TEXT SEGMENT:
————

IO flush issue on linux cluster

Hi everyone,

A colleague reported an issue we have encountered in a new Linux cluster regarding file IO (writing) with NFS protocol. Basically, it was seen that in this new cluster the configuration makes it such that files are not flushed unless something like 1Gb of memory has been reached to write the file or that the close clause is reached. This point is problematic because in some cases the simulations can be quite long, and it is expected to do monitoring with certain files which contain information of what is happening at runtime.

At first we thought the issue might be with MPI in parallel, but after several tests, one of my colleagues managed to create a mwe showing that already in sequential we can see the issue.

main.f90
program main
    use iso_fortran_env
    implicit none
    real(real64) :: t1, t2, dt
    integer(int32) :: u1, u2, u3
    integer(int32) :: i, N, counter_timer
    integer :: ret
    ! Declare the interface for POSIX fsync function
 
    interface
        function fsync (fd) bind(c,name="fsync")
          use iso_c_binding, only: c_int
          integer(c_int), value :: fd
          integer(c_int) :: fsync
        end function fsync
    end interface  
    !------------------------------------------------
    write(*,*) 'Printing files'
    call cpu_time(t1)
    open(newunit=u1, file="fortran_no_flush.txt", status='replace')
    open(newunit=u2, file="fortran_with_flush.txt", status='replace')
    open(newunit=u3, file="fortran_with_sync.txt" , status='replace')
    i = 0
    N = 60
    counter_timer = 0
    
    do  
        i = i + 1
        write(u1, 001) i
        write(u2, 001) i
        write(u3, 001) i
001 format("Line ", I9)        
        flush(u2)
        flush(u3)
        ret = fsync(fnum(u3)) !> fnum only works with gfortran
        if (ret /= 0) stop "Error calling FSYNC"
 
        call cpu_time(t2)
        dt = t2 - t1
        if (dt > counter_timer) then
            write(*,'(I2,"/",I2)') counter_timer, N
            counter_timer = counter_timer + 1
        endif
        if (t2 - t1 > N) exit
    enddo

    close(u1)
    close(u2)
    close(u3)

end program

In this program, 3 files are opened for writing. We even set a flush clause on two of them. Compiling with gfortran -Wall -O3 main.f90 -o test and running under our cluster the “test” program while simultaneously monitoring on the frontend node with

tail -f fortran_with_flush.txt 

(second file) It is not about after 30 seconds that we see the lines being actually flushed to the file, while

tail -f fortran_with_synch.txt 

(third file) It is immediate.

Now, the fsync solution is more of a hack, this would imply doing some heavy modifications in a codebase that has worked for more than 40 years, and the fnum function is not available under intel compiler which is the actual compiler we use for production.

Has anyone encountered such a weird problem with newer clusters? How would you go about such a long latency problem for flushing files? We hesitate regarding using the option “NOAC” at the configuration level of the NFS communication protocol which could solve the problem but it seems to downgrade performance.

Some resources on the topic:
https://www.alibabacloud.com/help/en/nas/writing-delays-when-accessing-a-file-from-different-nfs-clients
https://linux.die.net/man/5/nfs

I’ve seen this before on other non-NFS clusters. In the end I just closed and immediately reopen the output files regularly to get the data to sync to disk.

————

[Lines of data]
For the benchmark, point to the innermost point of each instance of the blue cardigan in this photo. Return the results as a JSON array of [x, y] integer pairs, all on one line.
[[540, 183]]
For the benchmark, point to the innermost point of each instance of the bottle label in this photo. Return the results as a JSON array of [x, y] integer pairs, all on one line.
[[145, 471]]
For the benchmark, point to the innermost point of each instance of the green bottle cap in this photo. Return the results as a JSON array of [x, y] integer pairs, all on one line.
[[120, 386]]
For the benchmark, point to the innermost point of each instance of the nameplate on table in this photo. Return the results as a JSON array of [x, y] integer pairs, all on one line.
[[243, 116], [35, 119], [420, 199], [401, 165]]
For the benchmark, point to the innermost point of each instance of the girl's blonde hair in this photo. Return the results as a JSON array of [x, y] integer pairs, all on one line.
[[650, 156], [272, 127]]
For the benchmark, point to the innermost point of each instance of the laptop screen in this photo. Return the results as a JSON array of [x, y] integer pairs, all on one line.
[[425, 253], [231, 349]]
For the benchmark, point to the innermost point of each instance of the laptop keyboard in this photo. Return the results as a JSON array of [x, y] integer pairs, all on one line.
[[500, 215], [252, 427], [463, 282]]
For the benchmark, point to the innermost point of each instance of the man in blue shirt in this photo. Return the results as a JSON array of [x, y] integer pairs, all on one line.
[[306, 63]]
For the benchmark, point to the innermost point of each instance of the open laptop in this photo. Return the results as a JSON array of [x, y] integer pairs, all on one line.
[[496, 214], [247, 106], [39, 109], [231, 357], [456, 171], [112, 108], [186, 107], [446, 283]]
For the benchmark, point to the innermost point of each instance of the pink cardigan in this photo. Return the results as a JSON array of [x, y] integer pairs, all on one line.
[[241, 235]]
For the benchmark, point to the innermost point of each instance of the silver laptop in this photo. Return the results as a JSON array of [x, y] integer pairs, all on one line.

————

WRITTEN TASKS:
1. Copy the passage of the Linux cluster flushing thread from "end program" up to and including "use for production.".
2. In the records, change "blue cardigan" to "navy cardigan" from the first line up to and including the line with "[[540, 183]]", and give only those lines with everything else unchanged.

THE RESULTS:
1.
end program

In this program, 3 files are opened for writing. We even set a flush clause on two of them. Compiling with gfortran -Wall -O3 main.f90 -o test and running under our cluster the “test” program while simultaneously monitoring on the frontend node with

tail -f fortran_with_flush.txt 

(second file) It is not about after 30 seconds that we see the lines being actually flushed to the file, while

tail -f fortran_with_synch.txt 

(third file) It is immediate.

Now, the fsync solution is more of a hack, this would imply doing some heavy modifications in a codebase that has worked for more than 40 years, and the fnum function is not available under intel compiler which is the actual compiler we use for production.

2.
For the benchmark, point to the innermost point of each instance of the navy cardigan in this photo. Return the results as a JSON array of [x, y] integer pairs, all on one line.
[[540, 183]]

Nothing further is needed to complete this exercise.